* [Directions for this task] Give back only the lines from the one with "Exercise. Point out the terraced" through the last line of the data, exactly as they appear.

Raw records
(begin)

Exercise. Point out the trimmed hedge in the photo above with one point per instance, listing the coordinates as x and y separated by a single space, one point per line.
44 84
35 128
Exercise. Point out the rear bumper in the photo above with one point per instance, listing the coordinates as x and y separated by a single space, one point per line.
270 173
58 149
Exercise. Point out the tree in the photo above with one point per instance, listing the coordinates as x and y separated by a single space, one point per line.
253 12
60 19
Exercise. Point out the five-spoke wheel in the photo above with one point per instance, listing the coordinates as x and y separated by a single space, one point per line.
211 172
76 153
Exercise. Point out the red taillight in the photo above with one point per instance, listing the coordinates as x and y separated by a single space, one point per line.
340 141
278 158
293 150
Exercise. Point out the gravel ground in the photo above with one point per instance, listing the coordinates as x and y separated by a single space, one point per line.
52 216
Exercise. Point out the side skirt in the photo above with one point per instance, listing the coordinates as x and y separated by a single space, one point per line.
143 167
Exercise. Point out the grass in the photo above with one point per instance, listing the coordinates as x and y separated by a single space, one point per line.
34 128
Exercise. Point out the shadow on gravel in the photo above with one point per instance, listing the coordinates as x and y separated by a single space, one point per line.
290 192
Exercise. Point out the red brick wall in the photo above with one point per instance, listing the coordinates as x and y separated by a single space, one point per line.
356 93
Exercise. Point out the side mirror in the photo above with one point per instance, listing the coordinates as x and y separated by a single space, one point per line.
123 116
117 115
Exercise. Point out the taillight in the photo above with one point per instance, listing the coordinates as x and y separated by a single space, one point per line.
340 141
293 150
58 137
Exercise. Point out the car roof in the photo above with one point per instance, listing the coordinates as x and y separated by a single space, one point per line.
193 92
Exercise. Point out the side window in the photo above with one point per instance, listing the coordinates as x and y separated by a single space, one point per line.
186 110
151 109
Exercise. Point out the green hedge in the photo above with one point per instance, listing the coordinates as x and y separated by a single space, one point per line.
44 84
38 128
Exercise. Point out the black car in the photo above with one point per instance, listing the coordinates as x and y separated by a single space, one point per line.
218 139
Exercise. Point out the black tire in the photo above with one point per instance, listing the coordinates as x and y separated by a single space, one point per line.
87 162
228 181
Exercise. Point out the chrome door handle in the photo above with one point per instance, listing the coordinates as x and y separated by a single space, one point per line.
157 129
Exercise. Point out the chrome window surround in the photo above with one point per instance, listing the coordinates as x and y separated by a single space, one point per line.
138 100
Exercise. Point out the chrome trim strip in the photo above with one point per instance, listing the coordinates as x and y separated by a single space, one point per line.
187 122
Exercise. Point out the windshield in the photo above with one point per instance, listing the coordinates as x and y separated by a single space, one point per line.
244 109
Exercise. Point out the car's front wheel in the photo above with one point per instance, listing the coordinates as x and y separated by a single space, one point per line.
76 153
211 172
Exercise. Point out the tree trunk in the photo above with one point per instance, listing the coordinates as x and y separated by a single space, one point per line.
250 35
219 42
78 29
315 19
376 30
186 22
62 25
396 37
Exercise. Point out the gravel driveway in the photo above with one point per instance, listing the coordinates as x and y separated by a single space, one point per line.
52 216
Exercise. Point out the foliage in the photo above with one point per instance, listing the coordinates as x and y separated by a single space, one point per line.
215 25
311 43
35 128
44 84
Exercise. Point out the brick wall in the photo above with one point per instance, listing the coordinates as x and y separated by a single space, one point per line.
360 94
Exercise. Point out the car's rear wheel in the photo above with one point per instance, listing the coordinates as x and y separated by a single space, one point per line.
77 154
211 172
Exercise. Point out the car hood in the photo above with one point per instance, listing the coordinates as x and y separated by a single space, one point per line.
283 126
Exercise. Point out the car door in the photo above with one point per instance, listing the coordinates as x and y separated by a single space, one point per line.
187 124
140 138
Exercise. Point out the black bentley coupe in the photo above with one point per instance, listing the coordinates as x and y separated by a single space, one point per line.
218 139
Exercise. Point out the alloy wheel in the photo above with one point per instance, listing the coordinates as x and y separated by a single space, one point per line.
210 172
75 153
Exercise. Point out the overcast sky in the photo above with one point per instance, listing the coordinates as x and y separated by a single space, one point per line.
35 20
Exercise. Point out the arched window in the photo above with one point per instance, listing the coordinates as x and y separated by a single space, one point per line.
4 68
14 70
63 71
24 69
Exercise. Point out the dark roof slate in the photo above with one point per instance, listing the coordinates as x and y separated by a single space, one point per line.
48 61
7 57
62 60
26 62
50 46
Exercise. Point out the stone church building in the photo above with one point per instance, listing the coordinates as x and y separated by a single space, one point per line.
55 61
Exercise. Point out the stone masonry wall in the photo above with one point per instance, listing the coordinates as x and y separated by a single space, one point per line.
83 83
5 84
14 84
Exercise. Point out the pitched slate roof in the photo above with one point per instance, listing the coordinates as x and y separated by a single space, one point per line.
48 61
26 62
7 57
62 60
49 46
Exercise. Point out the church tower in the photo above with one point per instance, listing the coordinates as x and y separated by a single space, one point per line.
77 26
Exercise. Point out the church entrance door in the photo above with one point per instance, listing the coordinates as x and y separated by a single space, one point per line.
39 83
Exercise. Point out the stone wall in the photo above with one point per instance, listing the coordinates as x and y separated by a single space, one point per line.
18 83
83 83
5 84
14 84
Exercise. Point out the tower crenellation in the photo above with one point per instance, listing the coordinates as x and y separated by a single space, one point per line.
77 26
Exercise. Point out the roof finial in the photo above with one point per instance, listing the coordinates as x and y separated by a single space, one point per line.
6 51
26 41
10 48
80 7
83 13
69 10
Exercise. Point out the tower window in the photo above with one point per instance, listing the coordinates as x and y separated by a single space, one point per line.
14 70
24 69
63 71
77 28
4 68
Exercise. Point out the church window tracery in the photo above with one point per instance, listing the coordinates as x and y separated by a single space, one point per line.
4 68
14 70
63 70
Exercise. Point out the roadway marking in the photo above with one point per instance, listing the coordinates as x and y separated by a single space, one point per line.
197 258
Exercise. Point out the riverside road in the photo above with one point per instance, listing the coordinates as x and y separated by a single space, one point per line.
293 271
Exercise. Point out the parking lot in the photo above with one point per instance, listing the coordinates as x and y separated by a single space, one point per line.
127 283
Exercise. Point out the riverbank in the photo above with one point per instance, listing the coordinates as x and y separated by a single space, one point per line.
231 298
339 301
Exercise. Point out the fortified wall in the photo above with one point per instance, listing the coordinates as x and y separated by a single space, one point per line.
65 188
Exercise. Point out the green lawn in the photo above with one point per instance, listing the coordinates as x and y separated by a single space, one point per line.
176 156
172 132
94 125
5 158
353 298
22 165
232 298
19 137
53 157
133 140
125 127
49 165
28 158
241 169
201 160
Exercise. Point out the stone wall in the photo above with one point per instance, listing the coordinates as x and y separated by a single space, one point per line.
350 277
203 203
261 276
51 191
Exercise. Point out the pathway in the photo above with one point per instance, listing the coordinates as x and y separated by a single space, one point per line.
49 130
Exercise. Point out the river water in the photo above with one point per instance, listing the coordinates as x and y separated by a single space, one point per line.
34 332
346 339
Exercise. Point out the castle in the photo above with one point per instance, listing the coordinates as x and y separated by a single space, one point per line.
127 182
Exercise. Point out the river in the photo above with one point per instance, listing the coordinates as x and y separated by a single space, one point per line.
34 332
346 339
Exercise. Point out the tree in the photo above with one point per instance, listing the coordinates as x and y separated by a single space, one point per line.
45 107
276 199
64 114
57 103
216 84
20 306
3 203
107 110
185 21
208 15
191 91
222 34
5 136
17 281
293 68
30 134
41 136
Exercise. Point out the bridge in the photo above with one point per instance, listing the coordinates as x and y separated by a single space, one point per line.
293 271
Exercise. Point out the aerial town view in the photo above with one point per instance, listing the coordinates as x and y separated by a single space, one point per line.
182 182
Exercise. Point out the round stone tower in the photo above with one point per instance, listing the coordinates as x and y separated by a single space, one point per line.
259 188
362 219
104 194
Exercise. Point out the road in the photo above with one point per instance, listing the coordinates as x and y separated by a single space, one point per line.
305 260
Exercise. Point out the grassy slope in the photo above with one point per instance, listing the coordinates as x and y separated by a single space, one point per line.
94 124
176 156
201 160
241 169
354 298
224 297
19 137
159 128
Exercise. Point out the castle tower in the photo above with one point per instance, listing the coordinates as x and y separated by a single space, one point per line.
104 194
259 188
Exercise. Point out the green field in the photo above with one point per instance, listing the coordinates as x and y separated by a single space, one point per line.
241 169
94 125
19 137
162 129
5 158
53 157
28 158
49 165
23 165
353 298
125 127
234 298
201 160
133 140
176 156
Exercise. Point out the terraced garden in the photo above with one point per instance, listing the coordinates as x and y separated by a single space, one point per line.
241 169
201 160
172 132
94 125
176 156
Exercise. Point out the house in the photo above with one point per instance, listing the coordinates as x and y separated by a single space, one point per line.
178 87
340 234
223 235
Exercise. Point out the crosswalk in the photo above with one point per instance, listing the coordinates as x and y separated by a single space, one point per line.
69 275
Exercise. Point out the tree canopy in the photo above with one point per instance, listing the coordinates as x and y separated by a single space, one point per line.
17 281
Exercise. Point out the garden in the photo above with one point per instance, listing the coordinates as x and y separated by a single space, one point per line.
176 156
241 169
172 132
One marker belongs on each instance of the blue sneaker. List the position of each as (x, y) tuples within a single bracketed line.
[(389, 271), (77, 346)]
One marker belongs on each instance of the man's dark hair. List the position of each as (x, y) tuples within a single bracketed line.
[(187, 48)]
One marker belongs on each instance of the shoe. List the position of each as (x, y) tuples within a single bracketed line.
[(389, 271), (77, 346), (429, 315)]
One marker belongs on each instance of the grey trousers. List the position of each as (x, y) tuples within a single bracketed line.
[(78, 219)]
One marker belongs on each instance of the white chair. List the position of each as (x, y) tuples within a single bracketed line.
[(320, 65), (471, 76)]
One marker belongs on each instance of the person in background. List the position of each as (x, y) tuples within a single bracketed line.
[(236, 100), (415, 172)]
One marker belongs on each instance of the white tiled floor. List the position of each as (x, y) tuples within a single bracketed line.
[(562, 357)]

(end)

* [Response to the exercise]
Exercise. Point out the terraced garden in the photo above with one point per instance, listing the coordinates as x and y separated by a single space, one point per line.
241 169
201 160
172 132
94 125
176 156
Exercise. Point out the house in the photo above with one point per instance, listing the coordinates as x and y separated by a single space, one point per line.
178 87
340 234
223 235
Exercise. Point out the crosswalk in the photo above with one point per instance, listing the coordinates as x and y separated by a single space, one point per line.
69 275
Exercise. Point out the tree canopy in the photo above with one point per instance, listing the coordinates as x and y separated by a single space, one point per line.
17 281
Exercise. Point out the garden in the photo above with one point per instance, listing the coordinates as x and y separated by a single space, one point per line.
176 156
241 169
172 132
One marker belongs on each instance of the blue sneaker. List the position of each as (x, y) tuples within a single bracketed line.
[(389, 271), (77, 346)]
One marker belongs on each instance of the man's dark hair. List the position of each as (x, y) tuples within a single bracketed line.
[(187, 48)]
One marker belongs on each instance of the shoe. List the position of each as (x, y) tuples within a single bracketed line.
[(389, 271), (77, 346), (429, 315)]
One marker belongs on each instance of the grey trousers. List the position of each as (x, y) tuples within a single bracketed line.
[(78, 219)]
One marker belongs on each instance of the white chair. List the position of each as (x, y) tuples within a single bracketed line.
[(320, 65), (471, 76)]
One marker belongs on each instance of the person in background. List the position of each as (x, y) tuples within a single bracketed line.
[(236, 100), (415, 172)]
One marker belongs on each instance of the white tiled floor. List the position of each as (x, y) tuples within a single bracketed line.
[(562, 357)]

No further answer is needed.